Point placement records:
· · ·
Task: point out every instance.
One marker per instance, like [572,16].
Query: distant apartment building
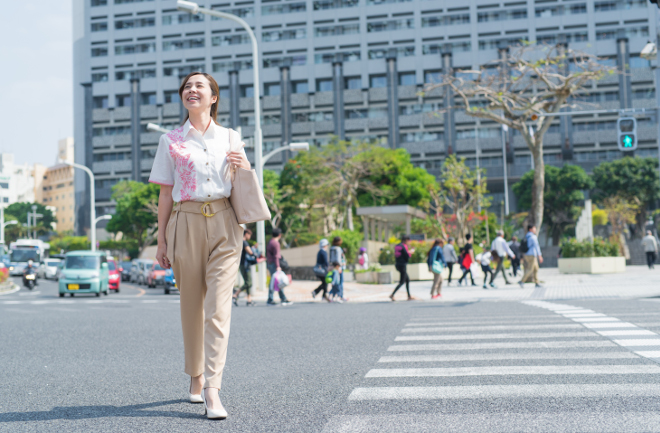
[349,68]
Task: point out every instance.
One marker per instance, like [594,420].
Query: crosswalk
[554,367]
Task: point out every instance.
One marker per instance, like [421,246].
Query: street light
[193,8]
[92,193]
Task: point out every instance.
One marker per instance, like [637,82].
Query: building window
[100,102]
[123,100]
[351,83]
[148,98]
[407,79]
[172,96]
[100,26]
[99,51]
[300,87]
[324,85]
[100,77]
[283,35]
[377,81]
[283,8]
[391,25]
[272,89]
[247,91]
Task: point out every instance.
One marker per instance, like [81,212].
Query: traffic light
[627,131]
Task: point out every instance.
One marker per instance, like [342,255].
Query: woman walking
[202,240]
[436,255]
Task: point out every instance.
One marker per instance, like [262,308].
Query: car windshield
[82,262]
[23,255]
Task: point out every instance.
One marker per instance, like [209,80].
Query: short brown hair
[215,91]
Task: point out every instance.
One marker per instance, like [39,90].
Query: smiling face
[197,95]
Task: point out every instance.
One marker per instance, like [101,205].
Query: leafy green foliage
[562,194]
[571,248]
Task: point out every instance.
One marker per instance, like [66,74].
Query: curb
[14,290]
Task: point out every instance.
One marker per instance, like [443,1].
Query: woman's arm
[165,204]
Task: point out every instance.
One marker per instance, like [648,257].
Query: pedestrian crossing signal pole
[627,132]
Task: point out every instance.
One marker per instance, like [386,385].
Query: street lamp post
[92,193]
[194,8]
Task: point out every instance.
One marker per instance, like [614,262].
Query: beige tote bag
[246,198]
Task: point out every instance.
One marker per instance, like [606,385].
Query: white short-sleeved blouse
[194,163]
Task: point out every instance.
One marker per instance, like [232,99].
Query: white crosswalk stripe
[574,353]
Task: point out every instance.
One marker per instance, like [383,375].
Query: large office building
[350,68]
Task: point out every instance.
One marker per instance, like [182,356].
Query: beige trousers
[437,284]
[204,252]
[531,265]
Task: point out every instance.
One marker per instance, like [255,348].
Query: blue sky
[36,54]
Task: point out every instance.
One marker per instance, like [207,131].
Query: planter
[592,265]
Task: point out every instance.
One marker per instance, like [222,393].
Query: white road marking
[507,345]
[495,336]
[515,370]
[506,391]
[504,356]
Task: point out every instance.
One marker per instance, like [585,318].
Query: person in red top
· · ·
(Instructions for the task):
Without including any pictures, please restate all the records exactly.

(Answer to the problem):
Task: point out every instance.
One marker per instance, like [572,16].
Query: distant apartment building
[349,68]
Task: point out every instance.
One marker per instance, like [594,420].
Query: crosswalk
[554,367]
Task: point out every instance.
One marker per instance, like [421,246].
Query: street light
[193,8]
[92,193]
Task: point out every instance.
One marker per instance, like [637,82].
Query: building window
[100,102]
[123,100]
[351,83]
[148,98]
[407,79]
[172,96]
[100,26]
[99,51]
[300,87]
[324,85]
[100,77]
[283,35]
[377,81]
[283,8]
[391,25]
[272,89]
[247,91]
Task: point out every instance.
One marker per instance, like [81,212].
Query: traffic light
[627,131]
Task: point out every instance.
One marker per instance, like [342,255].
Query: woman walking
[202,240]
[436,255]
Task: point out every instance.
One marker per instance, like [262,308].
Query: car windshield
[82,262]
[23,255]
Task: point out every instance.
One marker per instance, like [209,80].
Query: short brown hair
[215,91]
Task: point out every instance.
One marker per instance, like [39,90].
Query: smiling face
[197,95]
Task: point out every instance.
One marker per instance, like [101,205].
Query: leafy green foliage
[562,194]
[571,248]
Task: point out every instance.
One marker per instance, like [66,74].
Query: curb
[14,290]
Task: point out every instance.
One marker per instance, like [443,1].
Query: woman's arm
[165,204]
Task: point out every instance.
One marker per instance, like [648,257].
Query: pedestrian crossing signal pole
[627,132]
Task: point out every instance.
One marker per instance, like [386,385].
Query: street lamp post
[92,193]
[194,8]
Task: point out every instance.
One marker per instance, like [614,262].
Query: beige tote bag
[246,198]
Task: point out every instance.
One marker per instance, like [606,385].
Query: white short-sleeved blouse
[194,163]
Task: point out every instance.
One marker per instance, like [232,99].
Query: white crosswalk stripe
[574,353]
Task: point out every instance.
One marker per instance, like [383,375].
Query: large office building
[350,68]
Task: point out every instance.
One marker per instance, like [182,356].
Query: beige trousers
[437,284]
[204,252]
[531,265]
Task: point out every instance.
One marker per instance, like [255,348].
Query: blue sky
[36,54]
Task: point out every instance.
One marker per instance, like [207,131].
Query: planter
[592,265]
Task: point out every instance.
One marker per instance, like [222,393].
Query: white road marking
[507,345]
[495,336]
[515,370]
[506,391]
[504,356]
Task: point out every instance.
One marker per instance, like [585,318].
Query: person in red top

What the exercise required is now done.